Object outline annotations:
════

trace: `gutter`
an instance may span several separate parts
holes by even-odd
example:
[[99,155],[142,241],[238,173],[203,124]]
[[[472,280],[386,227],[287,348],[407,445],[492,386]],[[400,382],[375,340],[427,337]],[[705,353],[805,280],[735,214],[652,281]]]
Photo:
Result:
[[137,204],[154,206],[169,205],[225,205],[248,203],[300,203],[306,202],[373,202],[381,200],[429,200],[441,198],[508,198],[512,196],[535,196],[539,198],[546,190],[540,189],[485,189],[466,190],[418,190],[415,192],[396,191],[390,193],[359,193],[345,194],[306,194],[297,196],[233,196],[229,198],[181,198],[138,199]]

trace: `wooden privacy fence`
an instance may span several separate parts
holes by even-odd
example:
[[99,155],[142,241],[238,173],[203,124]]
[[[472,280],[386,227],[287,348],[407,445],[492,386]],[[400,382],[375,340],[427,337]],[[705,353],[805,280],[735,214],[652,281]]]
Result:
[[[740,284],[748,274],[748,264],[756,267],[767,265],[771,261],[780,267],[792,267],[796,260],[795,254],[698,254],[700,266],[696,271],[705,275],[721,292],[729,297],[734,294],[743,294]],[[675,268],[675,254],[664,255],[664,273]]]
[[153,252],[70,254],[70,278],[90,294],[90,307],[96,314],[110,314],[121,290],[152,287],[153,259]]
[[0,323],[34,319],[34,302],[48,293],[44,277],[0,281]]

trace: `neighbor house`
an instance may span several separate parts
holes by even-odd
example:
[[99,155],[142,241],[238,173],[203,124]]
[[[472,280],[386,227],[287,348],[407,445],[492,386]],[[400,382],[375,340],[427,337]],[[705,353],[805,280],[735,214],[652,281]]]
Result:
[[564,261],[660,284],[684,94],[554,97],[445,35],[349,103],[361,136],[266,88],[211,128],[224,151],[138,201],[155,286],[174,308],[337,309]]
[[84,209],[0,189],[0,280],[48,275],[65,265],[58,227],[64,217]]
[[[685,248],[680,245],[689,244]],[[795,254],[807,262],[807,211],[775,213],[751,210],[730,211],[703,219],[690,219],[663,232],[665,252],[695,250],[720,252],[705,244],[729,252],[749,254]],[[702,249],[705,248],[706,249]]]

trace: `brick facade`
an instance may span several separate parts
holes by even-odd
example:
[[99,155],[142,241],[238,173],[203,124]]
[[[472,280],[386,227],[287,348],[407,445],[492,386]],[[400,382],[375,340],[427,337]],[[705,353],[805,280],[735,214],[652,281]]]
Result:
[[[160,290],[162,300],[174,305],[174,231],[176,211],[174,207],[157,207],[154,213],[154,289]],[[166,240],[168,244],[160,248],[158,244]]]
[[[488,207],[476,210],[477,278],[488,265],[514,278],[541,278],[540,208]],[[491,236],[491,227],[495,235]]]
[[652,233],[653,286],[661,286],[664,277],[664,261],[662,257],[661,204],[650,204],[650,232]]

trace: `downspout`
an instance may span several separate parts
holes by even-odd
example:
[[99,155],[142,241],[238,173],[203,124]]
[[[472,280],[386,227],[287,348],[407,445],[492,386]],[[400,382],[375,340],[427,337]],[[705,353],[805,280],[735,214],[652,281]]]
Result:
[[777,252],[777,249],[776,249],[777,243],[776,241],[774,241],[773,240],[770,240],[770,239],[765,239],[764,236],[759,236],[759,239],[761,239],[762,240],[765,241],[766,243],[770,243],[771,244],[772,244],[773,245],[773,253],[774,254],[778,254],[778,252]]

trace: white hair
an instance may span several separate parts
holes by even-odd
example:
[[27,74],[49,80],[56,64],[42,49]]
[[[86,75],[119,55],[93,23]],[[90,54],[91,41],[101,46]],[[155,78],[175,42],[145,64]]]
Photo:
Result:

════

* The request *
Start at the beginning of the records and stop after the line containing "[[0,323],[34,319],[34,302],[48,293],[44,277],[0,281]]". Rewrite those lines, changing each "trace" to "outline" and leaving everything else unchanged.

* The output *
outline: `gutter`
an instance may span several separate parts
holes by even-odd
example:
[[99,155],[142,241],[238,173],[203,124]]
[[[472,280],[386,227],[287,348],[407,445],[492,386]],[[400,382],[375,340],[427,337]],[[705,353],[805,280],[735,214],[652,281]]]
Photo:
Result:
[[137,204],[154,206],[169,205],[225,205],[248,203],[300,203],[306,202],[373,202],[381,200],[429,200],[441,198],[508,198],[512,196],[535,196],[539,198],[546,190],[540,189],[485,189],[466,190],[418,190],[415,192],[396,191],[390,193],[359,193],[345,194],[306,194],[297,196],[233,196],[229,198],[181,198],[138,199]]

outline: `wooden privacy fence`
an instance may span several separate parts
holes by even-odd
example:
[[99,155],[142,241],[238,173],[203,124]]
[[[472,280],[386,227],[287,348],[407,445],[492,386]],[[400,382],[375,340],[427,337]],[[705,353],[805,280],[735,214],[652,281]]]
Result:
[[[740,284],[748,274],[748,264],[756,267],[767,265],[771,261],[780,267],[792,267],[796,260],[795,254],[698,254],[700,266],[696,271],[705,275],[721,292],[729,297],[734,294],[743,294]],[[675,268],[675,254],[664,255],[664,273]]]
[[153,252],[70,254],[70,278],[90,294],[90,307],[96,314],[110,314],[121,290],[152,287],[153,259]]
[[0,323],[34,319],[34,302],[48,293],[44,277],[0,281]]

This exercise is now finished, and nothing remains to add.